**How to complete this task**. Your answer must be every line of the data below that holds the string "separate", copied exactly.

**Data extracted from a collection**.
---

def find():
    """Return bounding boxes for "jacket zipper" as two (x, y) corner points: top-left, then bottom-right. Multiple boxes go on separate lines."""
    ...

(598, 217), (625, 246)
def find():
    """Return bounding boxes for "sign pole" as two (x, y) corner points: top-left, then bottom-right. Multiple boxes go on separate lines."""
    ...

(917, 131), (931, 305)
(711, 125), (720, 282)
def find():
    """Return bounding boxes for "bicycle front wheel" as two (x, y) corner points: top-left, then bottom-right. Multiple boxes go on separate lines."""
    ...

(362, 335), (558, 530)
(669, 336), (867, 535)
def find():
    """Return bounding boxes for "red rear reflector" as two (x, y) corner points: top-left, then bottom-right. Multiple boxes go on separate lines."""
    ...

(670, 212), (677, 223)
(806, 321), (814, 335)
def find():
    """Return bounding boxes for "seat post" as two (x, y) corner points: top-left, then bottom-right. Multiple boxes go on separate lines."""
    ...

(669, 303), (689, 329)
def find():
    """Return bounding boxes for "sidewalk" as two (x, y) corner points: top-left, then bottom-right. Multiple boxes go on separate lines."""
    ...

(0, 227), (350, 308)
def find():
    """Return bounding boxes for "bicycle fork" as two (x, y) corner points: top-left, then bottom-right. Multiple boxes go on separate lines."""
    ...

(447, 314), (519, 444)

---

**Finished exercise**.
    """Return bounding boxes for "jacket zipper" as two (x, y) corner points: top-left, then bottom-right. Multiple boxes go on separate lines."""
    """Return bounding boxes for "sign pole" as two (x, y) corner points: top-left, then bottom-right. Multiple boxes go on separate lines."""
    """Return bounding boxes for "bicycle front wheel" as two (x, y) corner points: top-left, then bottom-right. Multiple boxes go on separate lines."""
    """Return bounding boxes for "red rear reflector" as two (x, y) corner points: top-left, then bottom-right. Multiple boxes go on separate lines."""
    """Return bounding boxes for "seat post" as two (x, y) corner points: top-left, then bottom-right. Multiple boxes go on separate lines."""
    """Return bounding boxes for "sidewalk" as two (x, y) corner points: top-left, then bottom-right. Multiple boxes go on separate lines."""
    """Return bounding boxes for "bicycle fork" as two (x, y) corner points: top-left, then bottom-right. Multiple boxes go on separate lines."""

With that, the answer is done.